**What you have to do:** Without including pictures, set down every record exactly as it stands.

**Excerpted data:**
━━━━━━━━━━━━━━━━
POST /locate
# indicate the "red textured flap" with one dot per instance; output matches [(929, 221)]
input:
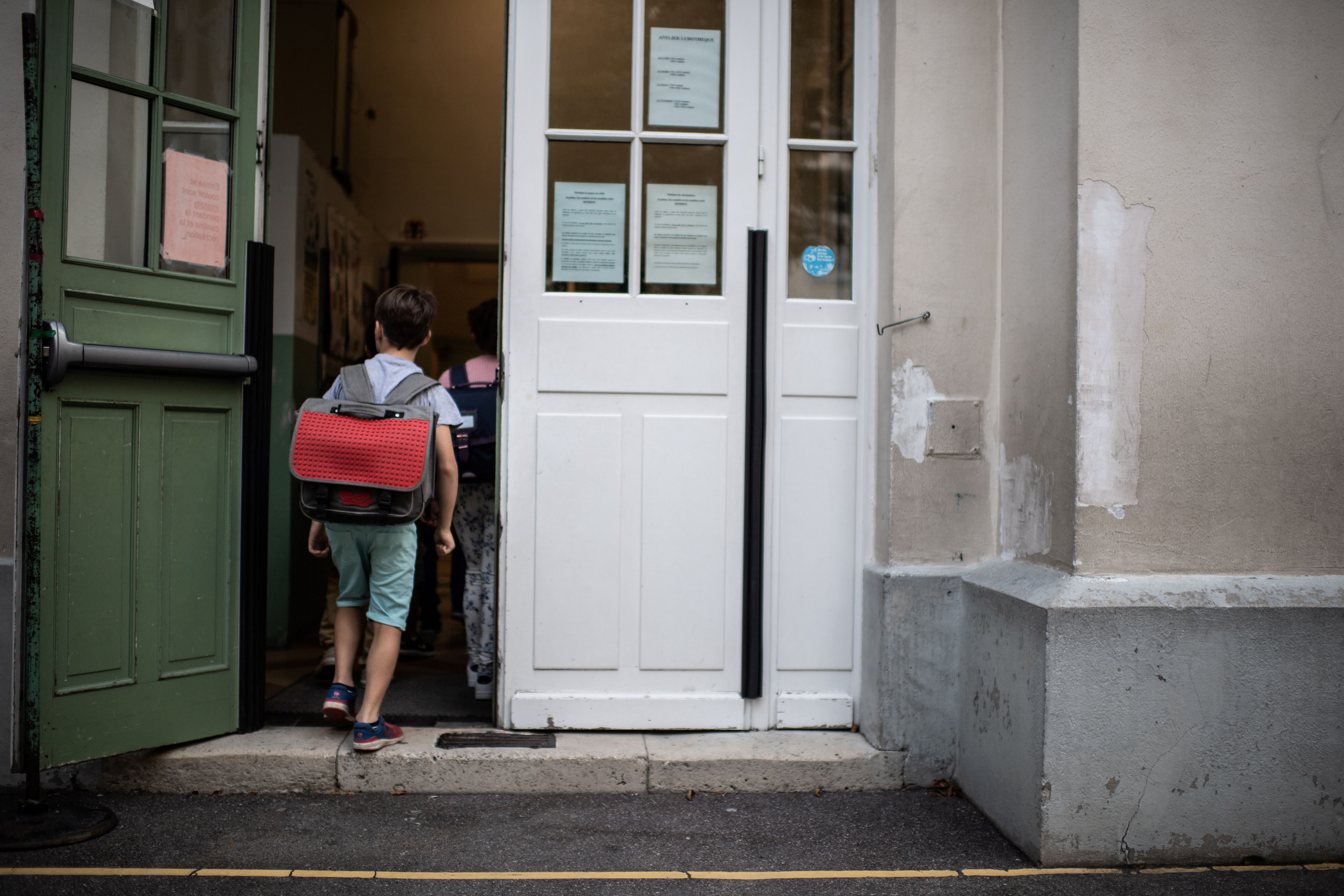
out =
[(388, 455)]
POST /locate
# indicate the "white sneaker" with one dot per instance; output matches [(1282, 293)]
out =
[(484, 683)]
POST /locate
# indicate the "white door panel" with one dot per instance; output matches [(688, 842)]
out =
[(579, 541), (816, 538), (675, 358), (820, 361), (683, 558)]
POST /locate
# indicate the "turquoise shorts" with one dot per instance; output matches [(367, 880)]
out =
[(377, 566)]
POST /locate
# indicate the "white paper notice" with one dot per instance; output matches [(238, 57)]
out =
[(589, 234), (682, 234), (685, 78)]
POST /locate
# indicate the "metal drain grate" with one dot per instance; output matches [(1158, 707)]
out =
[(460, 739)]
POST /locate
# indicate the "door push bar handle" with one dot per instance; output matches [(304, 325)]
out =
[(60, 354)]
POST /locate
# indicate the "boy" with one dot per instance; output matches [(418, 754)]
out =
[(377, 563)]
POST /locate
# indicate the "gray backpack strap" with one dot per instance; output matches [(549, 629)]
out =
[(357, 383), (409, 389)]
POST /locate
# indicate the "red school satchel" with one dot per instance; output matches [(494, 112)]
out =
[(362, 461)]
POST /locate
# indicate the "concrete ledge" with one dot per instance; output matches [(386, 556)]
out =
[(771, 762), (268, 761), (581, 763), (322, 760)]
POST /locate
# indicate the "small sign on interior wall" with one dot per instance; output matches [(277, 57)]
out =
[(196, 210)]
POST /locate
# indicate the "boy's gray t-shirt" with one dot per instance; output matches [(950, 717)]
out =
[(386, 371)]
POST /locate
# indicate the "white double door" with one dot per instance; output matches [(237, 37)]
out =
[(644, 142)]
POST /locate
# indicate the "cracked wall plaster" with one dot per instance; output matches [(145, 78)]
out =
[(1025, 520), (1112, 261), (912, 390)]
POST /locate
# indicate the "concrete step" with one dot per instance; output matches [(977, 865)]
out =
[(322, 760)]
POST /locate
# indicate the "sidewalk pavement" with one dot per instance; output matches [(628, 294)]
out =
[(322, 760)]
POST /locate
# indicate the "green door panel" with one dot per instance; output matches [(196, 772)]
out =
[(138, 624), (197, 580), (96, 520), (143, 633)]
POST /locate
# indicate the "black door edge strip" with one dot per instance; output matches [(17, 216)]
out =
[(753, 537)]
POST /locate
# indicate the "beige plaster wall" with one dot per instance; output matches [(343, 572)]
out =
[(1222, 117), (943, 194), (1038, 281)]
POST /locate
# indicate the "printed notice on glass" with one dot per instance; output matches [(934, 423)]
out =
[(685, 78), (589, 234), (682, 234), (196, 210)]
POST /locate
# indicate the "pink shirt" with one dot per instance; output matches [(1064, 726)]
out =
[(479, 370)]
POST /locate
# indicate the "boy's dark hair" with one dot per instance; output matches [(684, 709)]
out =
[(484, 323), (405, 314)]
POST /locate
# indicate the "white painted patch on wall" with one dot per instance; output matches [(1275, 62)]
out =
[(912, 390), (1025, 520), (1112, 261)]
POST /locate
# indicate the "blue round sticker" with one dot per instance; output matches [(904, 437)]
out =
[(819, 261)]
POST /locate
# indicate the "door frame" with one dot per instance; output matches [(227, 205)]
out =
[(772, 216)]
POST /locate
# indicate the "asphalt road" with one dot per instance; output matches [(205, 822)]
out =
[(639, 832)]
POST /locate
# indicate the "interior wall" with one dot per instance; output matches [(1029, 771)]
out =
[(944, 260), (432, 74), (1038, 308), (1221, 123)]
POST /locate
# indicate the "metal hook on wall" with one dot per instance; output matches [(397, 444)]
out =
[(917, 318)]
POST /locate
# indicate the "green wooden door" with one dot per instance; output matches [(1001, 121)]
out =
[(148, 171)]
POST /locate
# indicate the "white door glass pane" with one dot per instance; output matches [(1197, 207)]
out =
[(113, 37), (109, 163), (591, 64), (682, 214), (822, 70), (820, 241), (683, 88), (587, 225)]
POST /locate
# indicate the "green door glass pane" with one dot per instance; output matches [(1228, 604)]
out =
[(822, 70), (591, 64), (820, 237), (196, 194), (115, 37), (683, 186), (108, 175), (201, 50)]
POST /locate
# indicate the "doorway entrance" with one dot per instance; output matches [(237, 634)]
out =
[(646, 139), (385, 170)]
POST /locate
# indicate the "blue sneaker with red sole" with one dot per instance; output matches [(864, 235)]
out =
[(339, 704), (376, 735)]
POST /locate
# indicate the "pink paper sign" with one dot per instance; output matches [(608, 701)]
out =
[(196, 210)]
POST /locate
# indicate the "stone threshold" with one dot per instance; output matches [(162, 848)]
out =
[(287, 760)]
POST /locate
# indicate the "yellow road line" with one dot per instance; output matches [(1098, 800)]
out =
[(630, 875), (534, 875), (1027, 872), (302, 872), (814, 875)]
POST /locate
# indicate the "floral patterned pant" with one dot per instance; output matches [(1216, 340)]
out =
[(474, 522)]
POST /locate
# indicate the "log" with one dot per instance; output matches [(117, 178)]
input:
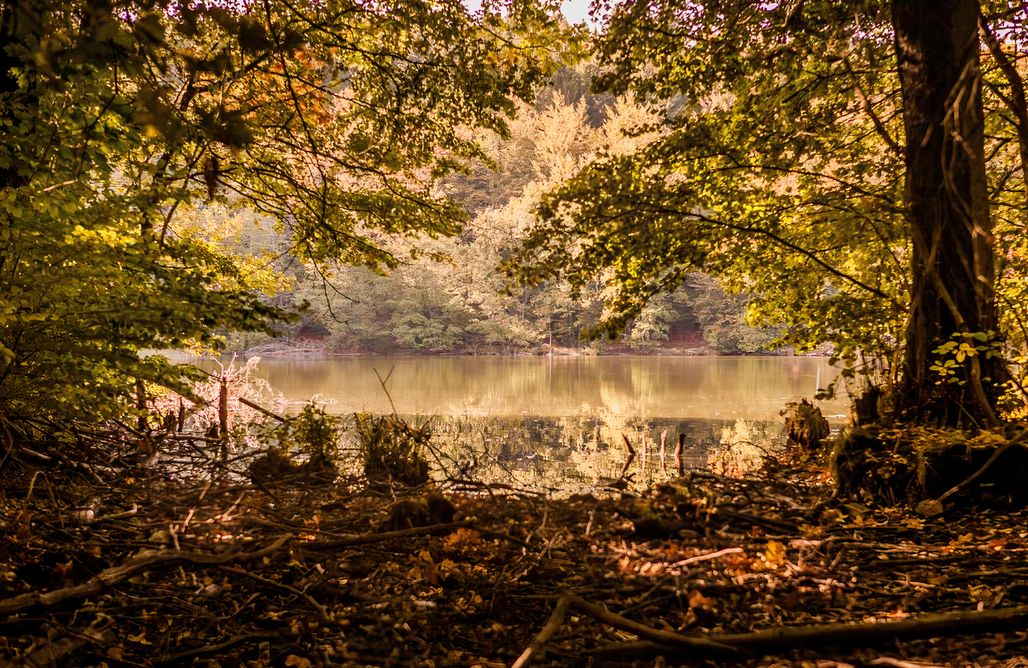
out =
[(114, 574), (836, 635)]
━━━━━━━━━━━━━━━━
**Solution to the exercise:**
POST /locate
# indicate the "red textured flap" with one dot per instance; output matches [(929, 221)]
input:
out =
[(388, 455)]
POST /locate
# indicate the "white sneaker" with one dot per instance; output matches [(1282, 293)]
out =
[(484, 683)]
POST /locate
# indicate the "white door panel" with one dot per instance; output matches [(688, 842)]
out =
[(579, 541), (816, 538), (675, 358), (820, 361), (683, 558)]
POST /locate
# indicate the "turquoise shorts" with one dot per instance; output matches [(367, 880)]
out =
[(377, 566)]
POST /locate
# indicate the "white paper notice" with one dot per instance; output matches [(238, 57)]
out =
[(589, 234), (682, 234), (685, 78)]
POST /locate
# indicate the "metal drain grate" with one dot per instance; output matches [(1158, 707)]
out =
[(460, 739)]
POST /locate
# indicate the "door push bar handle" with one dot per instance; output matches [(304, 325)]
out =
[(60, 354)]
POST /locate
# indicate the "boy" with one dot per instance; output matches [(418, 754)]
out =
[(377, 563)]
POST /locate
# indicate the "gray backpack strap" with one dot per instance; output matches [(549, 629)]
out =
[(357, 383), (409, 389)]
POST /locate
# indicate the "red school satchel" with one dot per instance; output matches [(494, 112)]
out =
[(362, 461)]
POST /locate
# indicate the "concrete ledge" with one dot per instance; output matches [(386, 556)]
out =
[(771, 762), (268, 761), (581, 763), (322, 760)]
POST /locate
# indicate the "small sign on interior wall" with one dot per instance; output matches [(277, 57)]
out =
[(196, 210)]
POST /locate
# indicate the "boy's gray t-shirt" with one dot per instance; output matches [(950, 717)]
out =
[(386, 371)]
POST /locate
# indicate the "white double door" with one dot per instance; output matches [(237, 37)]
out =
[(644, 142)]
POST /locate
# indicate the "cracked wall plaster" with one dot per instance; output matches [(145, 78)]
out =
[(1025, 520), (1112, 261), (912, 390)]
POST /locate
# indicate the "concrete step" with one dot per instance; output matches [(977, 865)]
out =
[(322, 760)]
POST /locate
# indicate the "sidewalk pavement" with one dot per instance; output matches [(628, 294)]
out =
[(322, 760)]
POST /locate
# indicate the "green door panel" with one dot per instance; output matches [(196, 772)]
out =
[(138, 624), (197, 580), (96, 520), (143, 633)]
POST /locate
# indicate the "black door edge strip" with one dot per instance; output matches [(17, 216)]
out =
[(753, 537)]
POST /locate
# indicate the "beige plaster wall" with one dot per instance; output matches [(343, 572)]
out =
[(1222, 117), (943, 194), (1038, 281)]
POST /locate
# indicate the "printed notice on glass" with one dot per instance; output matches [(934, 423)]
out =
[(685, 78), (589, 234), (682, 234), (196, 210)]
POST /locate
# indicate the "pink shirt" with one dot per instance; output matches [(1064, 726)]
out =
[(479, 370)]
POST /locate
# indicate the "boy's dark hair" with one dot per instance; output matches [(684, 709)]
out =
[(484, 323), (405, 314)]
POST /locate
# indicate the "white painted patch on wall" with one dot per instance; output matches [(1275, 62)]
out =
[(912, 390), (1025, 520), (1112, 261)]
POST /locate
# indicate the "blue round sticker" with one dot per instance; output matches [(904, 437)]
out =
[(819, 261)]
POST /locate
# indicate the "door frame" with one dot per instance; output matches [(227, 205)]
out =
[(772, 216)]
POST /locate
# indicate the "asphalt road" with one dot per instance; output matches [(205, 822)]
out =
[(639, 832)]
POST /locate
# indicate the "interior wall" with one dot per instance; output matches [(1029, 771)]
out =
[(944, 260), (432, 74), (1038, 308), (1221, 123)]
POST /locate
# indicate the "metal hook on wall" with one dot per instance; output matches [(397, 444)]
out =
[(917, 318)]
POST /locate
# indicate the "green wooden door" with one dot per instance; output matches [(1001, 121)]
out =
[(148, 171)]
POST /locate
# indicate the "white door glass pane" with one dot per instance; output matches [(1197, 207)]
out =
[(113, 37), (109, 163), (591, 64), (682, 214), (822, 70), (820, 241), (683, 88), (587, 225)]
POST /locate
# indicate the "green door glass pane" with one dot per instance; output matches [(1228, 604)]
out =
[(822, 70), (591, 64), (820, 237), (196, 194), (115, 37), (683, 186), (108, 175), (201, 50)]
POST /locate
# indicate the "doorway entrance" with one dot per instance; output matches [(237, 634)]
out =
[(646, 139), (385, 170)]
POST /locate
# indicate the "blue sneaker with red sole" with one dot per instance; output matches [(864, 235)]
out =
[(339, 704), (376, 735)]
POST /locate
# indicate the "pink paper sign" with one dot per instance; output matches [(608, 701)]
out =
[(196, 210)]
POST /locate
# indicate the "stone threshold" with one dot per instance; output matches [(162, 848)]
out =
[(287, 760)]
POST /locate
# indicate the "yellow road line" with one dot per instance; output matches [(1098, 800)]
out =
[(630, 875), (534, 875), (1027, 872), (302, 872), (814, 875)]
POST /locate
# indicate the "floral patterned pant" with one dot per instance; output matches [(1216, 340)]
out =
[(474, 522)]
POST /locate
# indicate the "log" with one dot per instance; output matches [(117, 178)]
input:
out =
[(114, 574), (836, 635)]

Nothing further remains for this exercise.